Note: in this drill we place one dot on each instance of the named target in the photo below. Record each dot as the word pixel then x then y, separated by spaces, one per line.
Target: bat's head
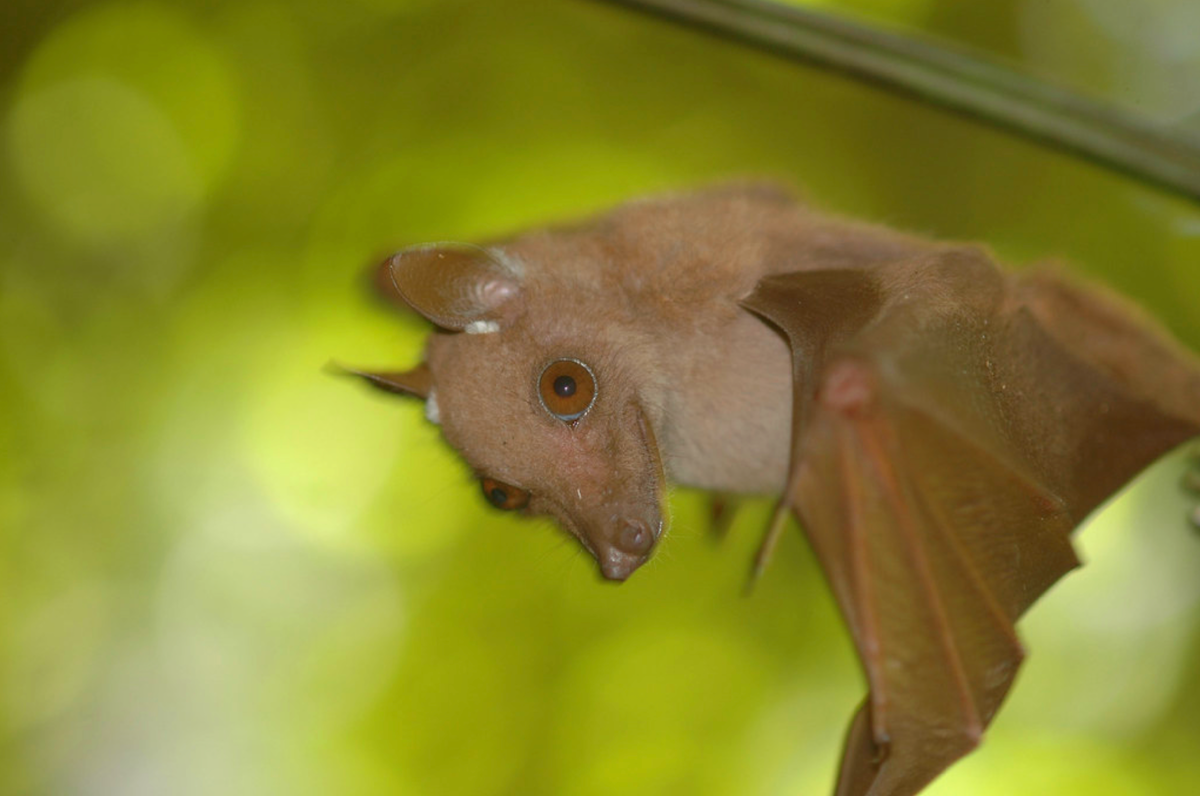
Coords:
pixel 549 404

####################

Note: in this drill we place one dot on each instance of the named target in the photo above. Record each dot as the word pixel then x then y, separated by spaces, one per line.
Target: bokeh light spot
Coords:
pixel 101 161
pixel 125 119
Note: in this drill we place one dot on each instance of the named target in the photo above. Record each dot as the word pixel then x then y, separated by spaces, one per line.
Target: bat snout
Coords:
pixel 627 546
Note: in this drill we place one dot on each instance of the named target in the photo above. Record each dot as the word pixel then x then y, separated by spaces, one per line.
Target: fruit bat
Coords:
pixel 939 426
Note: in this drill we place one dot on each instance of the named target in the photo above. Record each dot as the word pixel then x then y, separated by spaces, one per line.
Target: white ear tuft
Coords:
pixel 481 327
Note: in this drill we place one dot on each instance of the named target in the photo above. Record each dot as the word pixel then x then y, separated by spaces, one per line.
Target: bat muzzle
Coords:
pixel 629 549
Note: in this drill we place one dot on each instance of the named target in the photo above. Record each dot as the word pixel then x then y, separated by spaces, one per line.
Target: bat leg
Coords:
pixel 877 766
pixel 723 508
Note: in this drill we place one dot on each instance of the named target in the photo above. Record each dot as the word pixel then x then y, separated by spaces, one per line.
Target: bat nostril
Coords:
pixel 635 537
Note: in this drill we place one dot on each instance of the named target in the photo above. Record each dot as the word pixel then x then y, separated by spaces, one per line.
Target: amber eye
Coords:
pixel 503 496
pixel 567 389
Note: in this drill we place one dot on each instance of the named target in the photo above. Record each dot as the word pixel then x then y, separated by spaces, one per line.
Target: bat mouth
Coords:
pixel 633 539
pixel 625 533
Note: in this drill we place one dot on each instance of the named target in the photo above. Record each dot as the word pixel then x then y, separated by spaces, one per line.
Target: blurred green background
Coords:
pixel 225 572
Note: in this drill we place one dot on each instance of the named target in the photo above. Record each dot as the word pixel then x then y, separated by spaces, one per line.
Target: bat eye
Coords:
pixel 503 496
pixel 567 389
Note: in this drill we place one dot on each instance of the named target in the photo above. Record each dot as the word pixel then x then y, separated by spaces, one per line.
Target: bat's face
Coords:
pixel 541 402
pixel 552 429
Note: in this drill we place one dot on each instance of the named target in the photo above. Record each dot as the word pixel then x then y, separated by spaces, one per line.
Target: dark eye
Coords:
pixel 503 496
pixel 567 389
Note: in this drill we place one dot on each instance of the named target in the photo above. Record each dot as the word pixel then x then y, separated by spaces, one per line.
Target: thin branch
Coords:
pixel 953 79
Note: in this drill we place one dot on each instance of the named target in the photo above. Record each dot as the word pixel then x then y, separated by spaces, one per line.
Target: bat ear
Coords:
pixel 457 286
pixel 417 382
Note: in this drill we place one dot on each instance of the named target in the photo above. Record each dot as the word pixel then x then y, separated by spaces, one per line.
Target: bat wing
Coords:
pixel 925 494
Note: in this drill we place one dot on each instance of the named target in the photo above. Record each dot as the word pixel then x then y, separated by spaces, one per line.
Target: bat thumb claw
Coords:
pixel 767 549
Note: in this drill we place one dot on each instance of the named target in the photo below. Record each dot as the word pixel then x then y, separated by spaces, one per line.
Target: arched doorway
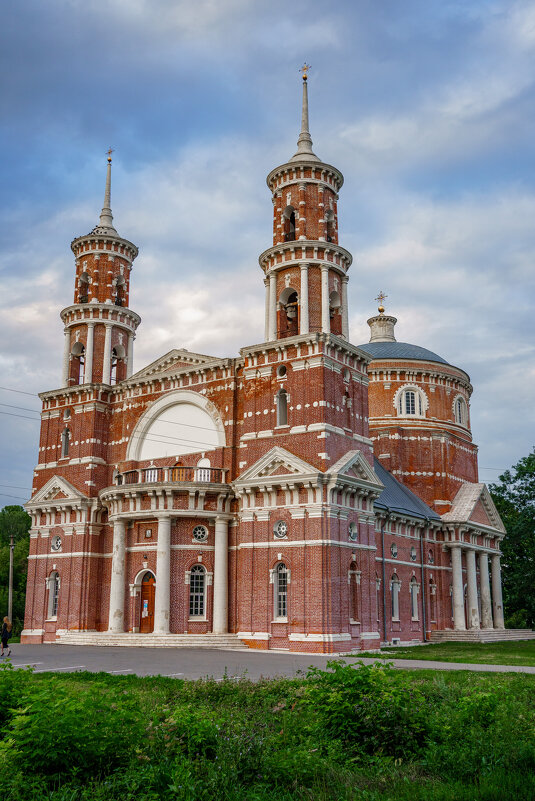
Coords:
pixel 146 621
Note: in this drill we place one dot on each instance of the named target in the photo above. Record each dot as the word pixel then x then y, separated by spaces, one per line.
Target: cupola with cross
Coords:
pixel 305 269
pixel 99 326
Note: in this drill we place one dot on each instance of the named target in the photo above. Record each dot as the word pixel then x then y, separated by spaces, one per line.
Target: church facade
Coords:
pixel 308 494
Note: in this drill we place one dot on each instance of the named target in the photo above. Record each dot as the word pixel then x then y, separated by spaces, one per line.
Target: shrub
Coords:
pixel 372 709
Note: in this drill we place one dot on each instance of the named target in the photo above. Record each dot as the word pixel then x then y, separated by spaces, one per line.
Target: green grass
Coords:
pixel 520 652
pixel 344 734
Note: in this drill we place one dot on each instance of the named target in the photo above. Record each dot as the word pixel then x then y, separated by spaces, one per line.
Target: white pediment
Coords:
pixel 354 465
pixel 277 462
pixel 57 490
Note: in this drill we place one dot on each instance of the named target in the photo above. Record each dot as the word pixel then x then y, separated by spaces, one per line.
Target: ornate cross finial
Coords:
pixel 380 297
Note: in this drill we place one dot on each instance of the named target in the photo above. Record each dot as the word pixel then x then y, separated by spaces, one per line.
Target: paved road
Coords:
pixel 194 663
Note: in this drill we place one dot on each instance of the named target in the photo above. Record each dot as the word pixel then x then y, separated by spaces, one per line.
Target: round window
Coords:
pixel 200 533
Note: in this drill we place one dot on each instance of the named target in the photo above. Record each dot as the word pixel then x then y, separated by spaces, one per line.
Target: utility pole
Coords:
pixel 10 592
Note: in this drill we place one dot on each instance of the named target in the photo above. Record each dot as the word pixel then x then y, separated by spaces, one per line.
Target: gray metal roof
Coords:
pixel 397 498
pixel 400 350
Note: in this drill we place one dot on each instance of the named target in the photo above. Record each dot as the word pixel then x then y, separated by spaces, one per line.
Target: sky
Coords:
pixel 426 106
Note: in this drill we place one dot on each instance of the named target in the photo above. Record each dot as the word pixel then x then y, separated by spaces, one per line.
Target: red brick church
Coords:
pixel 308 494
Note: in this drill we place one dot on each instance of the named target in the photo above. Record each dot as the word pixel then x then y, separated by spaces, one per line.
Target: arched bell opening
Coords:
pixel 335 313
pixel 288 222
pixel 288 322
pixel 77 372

####################

Task goal –
How many lines in the listing above contain the word "church"? Give only the number.

Reply –
2